→ PAGE TEXT
A 2005 study from the University of Alberta and Napier University of Scotland reported in Science Daily revealed that bartenders were at the highest risk for on-the-job injury among hospitality workers.
The study said they were prone to back injuries from lifting 29-pound beer kegs, shoulder pain from pouring and reaching upper shelves for premium liquor.
Not to mention the occupational hazard of booze itself.
More than 16 percent of bartenders and waiters ages 18 to 49 test positive for alcohol and illicit drug use, the highest category, more than even artists and entertainers, according to the federal
Bartenders also tend to self-medicate with Advil or a shot of whiskey, ignoring repetitive stress injuries, and few employers offer health insurance.
Women can be especially vulnerable to injury.
Chelsey Dunkel, a managing partner and beverage manager for three high-end wine bars, is a trained dancer, but even she struggles.
"It's absolutely more taxing on your body than dance," said the 25-year-old, who does occasional shifts at Manhattan's Vero bar.
"You're constantly standing, shaking, moving, grabbing with quick turns," she said. "Your feet get stuck to the floor and your feet don't move with you."
Women may be more agile behind the bar because their hips are wider, but often their chests can be a problem, adding to back woes, according to Dunkel.
"Carrying three cases of beer up and down the steps, meandering around people who are wasted, it's so tough on my body," she said. "You torque one wrong way with a case of beer and your knee is shot."
Some days she'll work a 4 p.m. to 4 a.m. shift then go out partying afterwards.
"I rarely get sleep -- only four or five hours a night," Dunkel said. "But it's an adrenaline rush and it's fun, even though it's serious business and I have responsibilities."
Jeff Isaacson, managing partner of Gerber Group, which runs 28 upscale bars worldwide, said today's customers are more demanding than ever.
"They are paying the price and they expect the service," he said. "And that's what we are about."
"People come in to celebrate, to sulk," said Isaacson. "A bartender is a little bit of a psychologist. You have to be able to read people pretty quickly. Some want interaction and others want to be left alone."

→ MATERIAL SHOWN

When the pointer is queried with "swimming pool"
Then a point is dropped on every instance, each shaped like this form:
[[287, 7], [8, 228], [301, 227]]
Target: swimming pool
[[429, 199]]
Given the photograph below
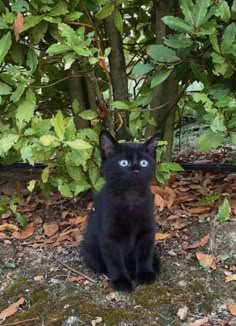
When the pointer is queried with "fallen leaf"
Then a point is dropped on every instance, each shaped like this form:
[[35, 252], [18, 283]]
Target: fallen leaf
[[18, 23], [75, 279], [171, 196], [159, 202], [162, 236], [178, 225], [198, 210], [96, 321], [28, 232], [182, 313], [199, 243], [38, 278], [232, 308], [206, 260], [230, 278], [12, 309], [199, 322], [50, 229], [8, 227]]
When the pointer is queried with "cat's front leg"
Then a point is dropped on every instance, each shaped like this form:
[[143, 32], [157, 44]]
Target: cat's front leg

==

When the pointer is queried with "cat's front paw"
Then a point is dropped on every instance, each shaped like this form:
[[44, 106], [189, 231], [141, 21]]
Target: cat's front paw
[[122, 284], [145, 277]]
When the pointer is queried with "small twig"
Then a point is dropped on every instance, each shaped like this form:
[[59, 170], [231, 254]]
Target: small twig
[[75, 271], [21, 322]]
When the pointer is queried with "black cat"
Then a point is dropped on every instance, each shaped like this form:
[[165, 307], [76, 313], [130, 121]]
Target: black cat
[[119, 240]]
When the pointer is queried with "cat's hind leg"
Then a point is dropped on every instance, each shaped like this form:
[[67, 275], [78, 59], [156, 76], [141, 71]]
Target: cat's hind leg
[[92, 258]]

→ TASK PROMPT
Repeat word for word everything in the bartending article from "Chelsey Dunkel, a" down to "according to Dunkel.". Rely on nothing but the bartending article.

→ ANSWER TO THE PROBLEM
Chelsey Dunkel, a managing partner and beverage manager for three high-end wine bars, is a trained dancer, but even she struggles.
"It's absolutely more taxing on your body than dance," said the 25-year-old, who does occasional shifts at Manhattan's Vero bar.
"You're constantly standing, shaking, moving, grabbing with quick turns," she said. "Your feet get stuck to the floor and your feet don't move with you."
Women may be more agile behind the bar because their hips are wider, but often their chests can be a problem, adding to back woes, according to Dunkel.